--- Begin Input records ---

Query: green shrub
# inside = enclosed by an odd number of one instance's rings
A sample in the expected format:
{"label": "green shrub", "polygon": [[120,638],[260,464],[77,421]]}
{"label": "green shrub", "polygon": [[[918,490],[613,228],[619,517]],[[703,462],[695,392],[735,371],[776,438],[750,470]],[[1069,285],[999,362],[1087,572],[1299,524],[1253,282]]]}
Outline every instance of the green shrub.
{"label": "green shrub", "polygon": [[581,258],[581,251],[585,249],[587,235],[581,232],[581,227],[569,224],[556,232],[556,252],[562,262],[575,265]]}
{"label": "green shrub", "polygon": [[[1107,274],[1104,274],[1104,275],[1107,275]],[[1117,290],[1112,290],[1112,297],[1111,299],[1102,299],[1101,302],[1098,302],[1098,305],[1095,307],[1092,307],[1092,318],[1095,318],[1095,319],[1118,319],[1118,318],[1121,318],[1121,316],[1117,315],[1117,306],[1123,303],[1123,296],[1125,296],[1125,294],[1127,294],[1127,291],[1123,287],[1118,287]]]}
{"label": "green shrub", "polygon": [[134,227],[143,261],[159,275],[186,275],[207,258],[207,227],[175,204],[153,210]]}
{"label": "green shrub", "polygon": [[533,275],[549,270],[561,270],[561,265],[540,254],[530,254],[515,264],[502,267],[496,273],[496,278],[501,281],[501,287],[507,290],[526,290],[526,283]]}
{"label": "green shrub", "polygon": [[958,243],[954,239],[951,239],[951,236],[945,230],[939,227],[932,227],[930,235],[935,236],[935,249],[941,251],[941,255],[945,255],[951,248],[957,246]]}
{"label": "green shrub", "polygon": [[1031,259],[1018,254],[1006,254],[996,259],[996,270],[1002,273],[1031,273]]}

--- End Input records ---

Task statement: Write out all of the lines above again, requests included. In the outlines that answer them, shift every polygon coordinate by adding 88 to it, and leave the numbers in the requests and in their format sample unchanged.

Answer to the task:
Query: green shrub
# inside = enclosed by an odd number of one instance's rings
A sample in the expected format:
{"label": "green shrub", "polygon": [[120,638],[260,464],[77,421]]}
{"label": "green shrub", "polygon": [[[918,490],[613,228],[619,517]],[[703,462],[695,392],[735,371],[776,438],[750,470]],[[1069,285],[999,362],[1087,572],[1299,524],[1253,282]]]}
Outline every instance of the green shrub.
{"label": "green shrub", "polygon": [[669,346],[669,339],[673,337],[675,323],[669,320],[669,315],[657,312],[644,320],[644,340],[650,350],[663,353]]}
{"label": "green shrub", "polygon": [[[1195,362],[1192,362],[1192,363],[1195,363]],[[1205,378],[1200,378],[1200,385],[1199,387],[1190,387],[1189,390],[1186,390],[1186,393],[1183,395],[1180,395],[1180,406],[1183,406],[1183,407],[1206,407],[1206,406],[1209,406],[1209,404],[1205,403],[1205,394],[1211,391],[1211,384],[1213,384],[1213,382],[1215,382],[1215,379],[1211,375],[1206,375]]]}
{"label": "green shrub", "polygon": [[222,315],[231,349],[247,363],[274,363],[295,346],[295,315],[263,292],[241,298]]}
{"label": "green shrub", "polygon": [[621,363],[637,358],[649,358],[649,353],[628,342],[618,342],[603,352],[590,355],[584,361],[584,366],[589,369],[589,375],[595,378],[614,378],[614,371]]}
{"label": "green shrub", "polygon": [[1046,331],[1042,327],[1039,327],[1039,324],[1033,318],[1027,315],[1020,315],[1018,323],[1023,324],[1023,337],[1029,339],[1029,343],[1033,343],[1039,336],[1045,334]]}
{"label": "green shrub", "polygon": [[1119,347],[1106,342],[1094,342],[1084,347],[1084,358],[1090,361],[1119,361]]}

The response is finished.